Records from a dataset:
★ ★ ★ ★ ★
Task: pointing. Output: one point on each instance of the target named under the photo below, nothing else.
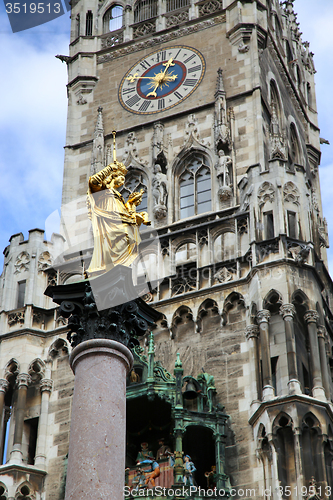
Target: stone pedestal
(105, 319)
(96, 460)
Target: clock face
(162, 80)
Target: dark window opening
(31, 427)
(290, 57)
(113, 19)
(195, 187)
(292, 224)
(21, 294)
(89, 19)
(273, 368)
(269, 225)
(308, 94)
(187, 195)
(77, 29)
(176, 4)
(306, 381)
(145, 9)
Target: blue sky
(34, 106)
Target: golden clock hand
(136, 77)
(168, 64)
(153, 93)
(163, 77)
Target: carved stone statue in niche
(223, 168)
(160, 192)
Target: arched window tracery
(113, 18)
(89, 23)
(145, 9)
(224, 247)
(176, 4)
(195, 186)
(293, 156)
(135, 181)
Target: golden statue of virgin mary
(115, 223)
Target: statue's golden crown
(117, 166)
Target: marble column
(252, 333)
(3, 389)
(288, 312)
(323, 359)
(40, 458)
(311, 317)
(96, 460)
(263, 318)
(23, 380)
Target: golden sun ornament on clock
(162, 80)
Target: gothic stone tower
(227, 152)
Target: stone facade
(245, 290)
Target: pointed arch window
(145, 9)
(135, 181)
(176, 4)
(89, 20)
(77, 27)
(275, 109)
(113, 19)
(195, 186)
(293, 156)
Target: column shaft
(251, 333)
(3, 388)
(263, 317)
(288, 311)
(323, 360)
(98, 414)
(23, 380)
(40, 458)
(311, 317)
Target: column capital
(23, 379)
(4, 384)
(263, 316)
(251, 331)
(287, 310)
(46, 385)
(311, 316)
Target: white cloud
(32, 125)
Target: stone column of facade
(3, 389)
(23, 380)
(46, 388)
(268, 390)
(96, 460)
(252, 333)
(298, 458)
(288, 312)
(323, 359)
(311, 317)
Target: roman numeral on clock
(161, 56)
(189, 58)
(129, 90)
(132, 101)
(145, 64)
(145, 105)
(177, 54)
(195, 68)
(190, 82)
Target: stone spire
(97, 157)
(221, 128)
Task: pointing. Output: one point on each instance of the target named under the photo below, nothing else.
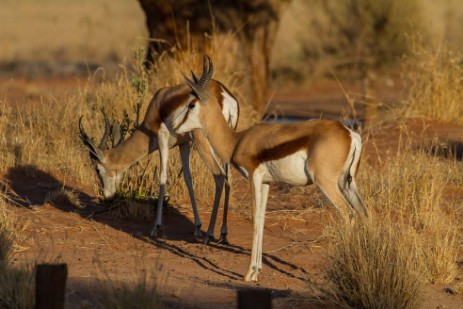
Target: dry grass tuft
(434, 78)
(410, 238)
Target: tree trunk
(254, 22)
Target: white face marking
(109, 181)
(230, 108)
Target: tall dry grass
(433, 77)
(411, 237)
(44, 135)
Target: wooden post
(254, 299)
(50, 286)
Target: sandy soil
(189, 273)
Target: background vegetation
(412, 237)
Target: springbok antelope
(154, 134)
(322, 152)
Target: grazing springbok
(154, 134)
(322, 152)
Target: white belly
(291, 170)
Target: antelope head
(189, 117)
(108, 174)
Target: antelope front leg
(185, 157)
(255, 266)
(157, 229)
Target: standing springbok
(154, 134)
(322, 152)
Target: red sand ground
(189, 273)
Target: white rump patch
(230, 109)
(291, 169)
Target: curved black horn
(195, 79)
(200, 92)
(94, 153)
(208, 70)
(107, 131)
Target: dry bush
(63, 196)
(6, 234)
(16, 284)
(320, 37)
(143, 291)
(373, 265)
(434, 78)
(409, 239)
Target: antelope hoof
(157, 231)
(252, 275)
(223, 239)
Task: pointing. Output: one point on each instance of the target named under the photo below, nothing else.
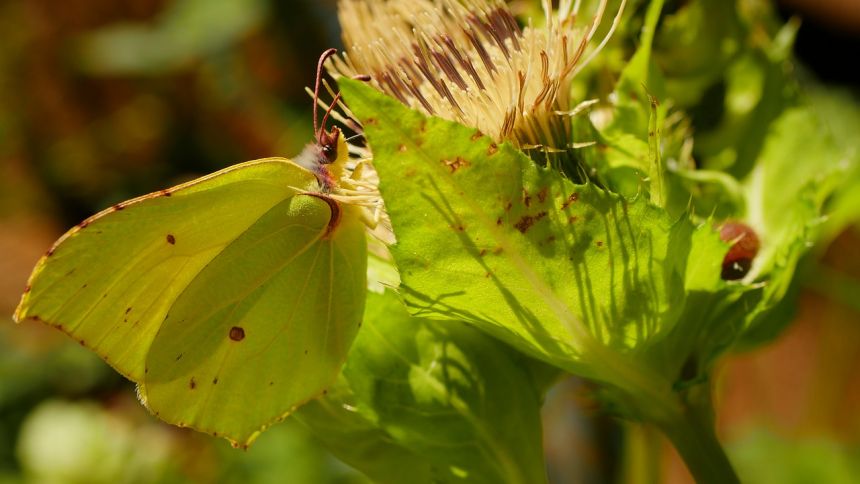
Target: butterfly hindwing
(272, 317)
(239, 241)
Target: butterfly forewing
(265, 326)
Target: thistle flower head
(469, 61)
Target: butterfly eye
(330, 152)
(745, 245)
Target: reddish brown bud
(745, 245)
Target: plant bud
(745, 245)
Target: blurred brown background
(103, 100)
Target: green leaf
(335, 421)
(433, 401)
(800, 167)
(230, 299)
(559, 271)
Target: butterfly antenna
(328, 111)
(320, 65)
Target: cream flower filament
(469, 61)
★ ★ ★ ★ ★
**What this task involves**
Leave every image out and retype the entries above word for word.

**Answer to this problem**
Task: pointing. Output: one point on each instance of the target named under the photo below, nothing else.
Target: stone pedestal
(105, 319)
(96, 460)
Target: clock face
(162, 80)
Target: dark window opening
(31, 427)
(290, 57)
(113, 19)
(195, 187)
(292, 224)
(21, 294)
(89, 19)
(273, 368)
(269, 225)
(308, 94)
(187, 195)
(77, 29)
(176, 4)
(306, 381)
(145, 9)
Target: blue sky
(34, 106)
Target: golden clock hand
(136, 77)
(168, 64)
(153, 93)
(163, 77)
Target: carved stone statue in niche
(223, 168)
(160, 192)
Target: arched window tracery
(113, 18)
(89, 23)
(145, 9)
(224, 247)
(176, 4)
(195, 186)
(293, 156)
(135, 181)
Target: golden statue of virgin mary
(115, 223)
Target: statue's golden crown
(117, 166)
Target: marble column
(252, 333)
(3, 389)
(288, 312)
(323, 359)
(40, 458)
(311, 317)
(96, 460)
(263, 318)
(23, 380)
Target: golden sun ornament on clock
(162, 80)
Target: gothic stone tower
(227, 152)
Target: stone facade
(245, 290)
Target: pointed arch window
(145, 9)
(135, 181)
(176, 4)
(89, 20)
(77, 27)
(275, 109)
(113, 19)
(195, 186)
(293, 156)
Target: column shaft
(251, 333)
(3, 388)
(263, 317)
(288, 311)
(323, 360)
(98, 414)
(23, 380)
(40, 458)
(311, 317)
Target: column capital
(23, 379)
(4, 384)
(263, 316)
(251, 331)
(287, 310)
(46, 385)
(311, 316)
Target: white cloud
(32, 125)
Target: stone column of facade
(3, 389)
(23, 380)
(46, 388)
(268, 390)
(96, 460)
(252, 333)
(298, 458)
(288, 312)
(323, 359)
(311, 317)
Target: roman numeral on clock
(161, 56)
(189, 58)
(129, 90)
(132, 101)
(145, 64)
(145, 105)
(177, 54)
(195, 68)
(190, 82)
Target: stone spire
(97, 157)
(221, 128)
Task: pointing. Output: one point on each instance of the target named under the photo below, nothing else.
Target: dry grass tuft
(434, 78)
(410, 238)
Target: tree trunk
(254, 22)
Target: white face marking
(109, 181)
(230, 108)
Target: tall dry grass
(433, 77)
(411, 237)
(44, 135)
Target: wooden post
(254, 299)
(50, 286)
Target: sandy soil
(189, 273)
Target: background vegetation
(412, 237)
Target: springbok antelope
(154, 134)
(322, 152)
Target: grazing springbok
(154, 134)
(322, 152)
Target: white belly
(291, 170)
Target: antelope head
(189, 117)
(108, 174)
Target: antelope front leg
(185, 157)
(255, 266)
(157, 229)
Target: standing springbok
(154, 134)
(322, 152)
Target: red sand ground
(189, 273)
Target: white rump patch
(230, 109)
(291, 169)
Target: curved black horn
(195, 79)
(200, 92)
(94, 153)
(208, 70)
(107, 131)
Target: dry bush
(63, 196)
(6, 234)
(16, 284)
(320, 37)
(143, 291)
(373, 265)
(434, 78)
(409, 239)
Target: antelope hoof
(157, 231)
(252, 275)
(223, 239)
Task: pointing. Output: one point on each instance of the target named under the photo below, nothing else.
Target: butterfly hindwing
(272, 317)
(239, 241)
Target: butterfly forewing
(265, 326)
Target: thistle flower head
(469, 61)
Target: butterfly eye
(330, 152)
(745, 245)
Target: reddish brown bud
(745, 245)
Target: plant bud
(745, 245)
Target: blurred brown background
(103, 100)
Target: green leaf
(335, 421)
(433, 401)
(800, 167)
(230, 299)
(559, 271)
Target: butterfly antenna
(328, 111)
(320, 65)
Target: cream flower filament
(469, 61)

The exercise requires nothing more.